> JOB
Your task is to return the line containing "of the light" plus every line after it, exactly and with nothing added.

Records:
============

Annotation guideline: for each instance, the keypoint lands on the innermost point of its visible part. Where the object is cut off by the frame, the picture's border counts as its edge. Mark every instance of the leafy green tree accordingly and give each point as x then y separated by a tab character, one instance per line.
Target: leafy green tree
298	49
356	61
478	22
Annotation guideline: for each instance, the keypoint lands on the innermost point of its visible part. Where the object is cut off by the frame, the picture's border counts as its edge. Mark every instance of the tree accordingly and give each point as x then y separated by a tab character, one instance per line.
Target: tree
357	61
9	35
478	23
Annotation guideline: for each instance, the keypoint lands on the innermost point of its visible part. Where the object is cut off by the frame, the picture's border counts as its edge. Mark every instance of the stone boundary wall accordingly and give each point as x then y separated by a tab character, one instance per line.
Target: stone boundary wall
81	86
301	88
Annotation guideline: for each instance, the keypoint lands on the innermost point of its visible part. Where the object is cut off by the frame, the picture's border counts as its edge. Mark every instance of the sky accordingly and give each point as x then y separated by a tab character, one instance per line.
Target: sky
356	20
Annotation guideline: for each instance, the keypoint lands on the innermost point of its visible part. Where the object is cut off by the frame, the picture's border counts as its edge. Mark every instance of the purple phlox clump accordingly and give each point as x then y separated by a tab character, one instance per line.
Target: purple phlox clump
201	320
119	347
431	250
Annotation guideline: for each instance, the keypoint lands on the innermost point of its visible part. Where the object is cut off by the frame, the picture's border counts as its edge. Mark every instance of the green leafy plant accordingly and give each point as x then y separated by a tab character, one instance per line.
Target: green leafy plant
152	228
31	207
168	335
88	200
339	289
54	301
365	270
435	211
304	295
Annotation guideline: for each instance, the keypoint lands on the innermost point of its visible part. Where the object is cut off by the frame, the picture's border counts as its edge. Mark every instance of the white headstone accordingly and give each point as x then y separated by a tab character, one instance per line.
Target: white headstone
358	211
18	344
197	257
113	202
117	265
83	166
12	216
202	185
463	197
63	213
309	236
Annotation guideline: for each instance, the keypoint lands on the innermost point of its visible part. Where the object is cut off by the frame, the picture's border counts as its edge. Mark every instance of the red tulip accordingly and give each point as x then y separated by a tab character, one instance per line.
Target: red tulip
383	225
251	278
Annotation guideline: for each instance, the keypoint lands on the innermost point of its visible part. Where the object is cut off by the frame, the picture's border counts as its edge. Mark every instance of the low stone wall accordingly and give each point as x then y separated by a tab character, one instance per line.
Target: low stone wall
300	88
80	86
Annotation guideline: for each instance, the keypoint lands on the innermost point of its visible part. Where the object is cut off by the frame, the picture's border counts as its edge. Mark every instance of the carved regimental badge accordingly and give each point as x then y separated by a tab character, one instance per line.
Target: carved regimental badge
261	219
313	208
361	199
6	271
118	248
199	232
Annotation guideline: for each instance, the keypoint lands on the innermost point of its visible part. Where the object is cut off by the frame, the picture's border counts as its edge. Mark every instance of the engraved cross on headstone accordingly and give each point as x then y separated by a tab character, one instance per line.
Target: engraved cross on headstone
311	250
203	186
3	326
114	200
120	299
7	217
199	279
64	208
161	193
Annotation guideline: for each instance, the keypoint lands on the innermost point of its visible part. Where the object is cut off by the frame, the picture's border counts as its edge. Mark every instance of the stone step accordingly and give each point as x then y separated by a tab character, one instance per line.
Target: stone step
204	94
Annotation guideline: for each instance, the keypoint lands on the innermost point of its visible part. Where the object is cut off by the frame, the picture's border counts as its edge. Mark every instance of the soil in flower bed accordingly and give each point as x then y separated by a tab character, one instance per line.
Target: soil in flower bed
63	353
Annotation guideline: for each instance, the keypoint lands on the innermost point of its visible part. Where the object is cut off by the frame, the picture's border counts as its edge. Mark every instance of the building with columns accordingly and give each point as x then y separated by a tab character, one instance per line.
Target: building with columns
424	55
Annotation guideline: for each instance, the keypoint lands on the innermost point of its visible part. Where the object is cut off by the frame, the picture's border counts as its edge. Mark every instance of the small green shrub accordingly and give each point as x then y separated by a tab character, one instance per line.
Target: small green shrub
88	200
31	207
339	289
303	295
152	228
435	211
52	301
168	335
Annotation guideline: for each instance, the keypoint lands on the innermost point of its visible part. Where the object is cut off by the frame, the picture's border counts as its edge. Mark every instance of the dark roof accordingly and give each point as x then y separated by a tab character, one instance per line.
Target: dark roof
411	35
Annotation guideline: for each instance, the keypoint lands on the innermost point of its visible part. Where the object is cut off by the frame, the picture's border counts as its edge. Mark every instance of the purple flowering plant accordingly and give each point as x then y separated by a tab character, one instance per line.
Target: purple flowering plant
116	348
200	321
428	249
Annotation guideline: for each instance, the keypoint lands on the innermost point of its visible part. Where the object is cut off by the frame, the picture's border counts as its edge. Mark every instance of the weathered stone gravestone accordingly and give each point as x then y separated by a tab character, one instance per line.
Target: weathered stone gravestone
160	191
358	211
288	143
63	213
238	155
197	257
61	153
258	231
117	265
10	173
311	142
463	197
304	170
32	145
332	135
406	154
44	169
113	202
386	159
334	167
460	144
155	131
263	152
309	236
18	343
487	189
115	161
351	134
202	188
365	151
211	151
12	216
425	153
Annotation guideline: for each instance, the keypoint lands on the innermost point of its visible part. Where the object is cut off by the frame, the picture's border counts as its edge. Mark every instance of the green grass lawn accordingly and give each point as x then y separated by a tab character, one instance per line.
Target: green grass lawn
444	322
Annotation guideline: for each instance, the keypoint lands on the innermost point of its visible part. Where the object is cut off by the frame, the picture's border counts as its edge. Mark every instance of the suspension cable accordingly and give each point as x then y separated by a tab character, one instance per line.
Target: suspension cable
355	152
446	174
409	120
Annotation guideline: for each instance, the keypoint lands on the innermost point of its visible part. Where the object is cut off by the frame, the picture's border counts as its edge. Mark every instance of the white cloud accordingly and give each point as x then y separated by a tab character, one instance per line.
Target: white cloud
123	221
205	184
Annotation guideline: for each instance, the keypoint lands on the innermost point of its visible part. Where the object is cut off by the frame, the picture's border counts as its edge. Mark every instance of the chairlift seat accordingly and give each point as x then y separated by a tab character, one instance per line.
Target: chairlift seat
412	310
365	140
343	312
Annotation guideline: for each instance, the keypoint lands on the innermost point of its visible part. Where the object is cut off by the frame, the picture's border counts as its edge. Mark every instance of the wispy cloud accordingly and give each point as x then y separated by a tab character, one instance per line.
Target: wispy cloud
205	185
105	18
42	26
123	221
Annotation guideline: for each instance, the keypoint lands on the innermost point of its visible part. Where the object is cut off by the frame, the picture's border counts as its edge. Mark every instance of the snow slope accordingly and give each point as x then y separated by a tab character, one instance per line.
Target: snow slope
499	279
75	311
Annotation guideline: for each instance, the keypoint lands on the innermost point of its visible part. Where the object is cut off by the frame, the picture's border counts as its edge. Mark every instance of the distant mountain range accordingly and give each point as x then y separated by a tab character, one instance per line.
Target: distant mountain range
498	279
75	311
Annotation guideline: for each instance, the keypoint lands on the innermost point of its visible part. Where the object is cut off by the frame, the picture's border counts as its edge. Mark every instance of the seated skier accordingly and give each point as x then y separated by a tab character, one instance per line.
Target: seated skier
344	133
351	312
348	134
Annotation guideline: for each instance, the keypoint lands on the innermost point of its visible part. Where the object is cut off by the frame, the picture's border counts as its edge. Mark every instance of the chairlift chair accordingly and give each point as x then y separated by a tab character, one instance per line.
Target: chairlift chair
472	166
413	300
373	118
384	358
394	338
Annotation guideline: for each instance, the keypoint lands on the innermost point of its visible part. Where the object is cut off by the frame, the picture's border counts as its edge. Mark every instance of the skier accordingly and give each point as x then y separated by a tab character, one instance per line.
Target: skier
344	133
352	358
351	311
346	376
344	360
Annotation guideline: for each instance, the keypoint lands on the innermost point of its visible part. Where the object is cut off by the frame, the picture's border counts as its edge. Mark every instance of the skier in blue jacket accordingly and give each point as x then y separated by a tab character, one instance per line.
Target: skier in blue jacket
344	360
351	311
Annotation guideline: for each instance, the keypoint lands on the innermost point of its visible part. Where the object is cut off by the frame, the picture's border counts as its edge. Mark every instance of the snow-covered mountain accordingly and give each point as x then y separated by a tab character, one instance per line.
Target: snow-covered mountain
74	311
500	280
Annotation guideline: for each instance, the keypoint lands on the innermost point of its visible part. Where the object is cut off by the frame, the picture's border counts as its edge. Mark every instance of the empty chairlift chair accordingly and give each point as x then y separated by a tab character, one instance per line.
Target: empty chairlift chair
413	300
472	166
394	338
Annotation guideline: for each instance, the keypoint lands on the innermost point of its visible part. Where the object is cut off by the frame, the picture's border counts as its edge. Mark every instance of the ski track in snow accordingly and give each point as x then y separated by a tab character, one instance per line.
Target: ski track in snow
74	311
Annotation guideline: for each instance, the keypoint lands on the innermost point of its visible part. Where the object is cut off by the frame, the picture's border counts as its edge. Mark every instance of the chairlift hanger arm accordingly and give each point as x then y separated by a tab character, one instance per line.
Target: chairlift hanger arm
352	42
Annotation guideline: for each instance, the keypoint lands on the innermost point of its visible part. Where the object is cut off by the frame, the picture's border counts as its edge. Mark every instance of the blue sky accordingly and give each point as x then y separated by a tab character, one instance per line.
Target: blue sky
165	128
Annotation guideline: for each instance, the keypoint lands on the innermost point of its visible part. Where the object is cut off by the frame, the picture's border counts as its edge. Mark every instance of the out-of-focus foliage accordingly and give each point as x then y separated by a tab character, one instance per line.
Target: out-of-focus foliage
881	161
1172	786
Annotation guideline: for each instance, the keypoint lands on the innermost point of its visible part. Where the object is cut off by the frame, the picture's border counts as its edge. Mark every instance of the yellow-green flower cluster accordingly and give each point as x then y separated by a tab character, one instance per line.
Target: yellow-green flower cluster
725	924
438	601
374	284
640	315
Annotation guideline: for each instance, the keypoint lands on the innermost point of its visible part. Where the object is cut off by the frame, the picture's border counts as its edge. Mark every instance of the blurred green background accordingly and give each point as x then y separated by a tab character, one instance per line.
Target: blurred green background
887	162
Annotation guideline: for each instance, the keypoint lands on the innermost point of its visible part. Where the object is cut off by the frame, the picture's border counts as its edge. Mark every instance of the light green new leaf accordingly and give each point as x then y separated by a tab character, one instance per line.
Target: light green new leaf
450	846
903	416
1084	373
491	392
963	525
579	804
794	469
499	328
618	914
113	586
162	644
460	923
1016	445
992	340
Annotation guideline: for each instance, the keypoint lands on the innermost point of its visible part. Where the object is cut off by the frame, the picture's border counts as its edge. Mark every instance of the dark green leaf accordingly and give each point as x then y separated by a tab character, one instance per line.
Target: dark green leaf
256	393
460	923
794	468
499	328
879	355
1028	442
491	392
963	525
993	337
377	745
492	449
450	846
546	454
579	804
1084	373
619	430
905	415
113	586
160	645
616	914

============

> EXERCISE RESPONSE
Annotation guideline: for each instance, the keypoint lands on the innermost point of its visible part. Where the object is cut off by the frame, the picture's border counts as its edge. Mark every instance of the light green new leaf accordingly and give each point as x then y separated by a tab character, one instance per line.
Target: light green new leaf
450	846
903	416
1084	373
491	392
963	525
579	804
794	469
499	328
618	914
113	586
162	644
460	923
1016	445
992	340
Annotation guideline: for each instance, the keypoint lands on the innermost point of its visible part. Where the object is cut off by the frame, the picture's border counts as its edge. Mark every instance of the dark green leaf accordingly and give each point as x then y separated by a tab character, one instance per line.
Target: dark green leaf
256	393
460	923
794	468
499	328
879	355
1028	442
491	392
963	525
993	337
377	745
492	449
450	846
546	454
579	804
1084	373
619	430
905	415
113	586
160	645
616	914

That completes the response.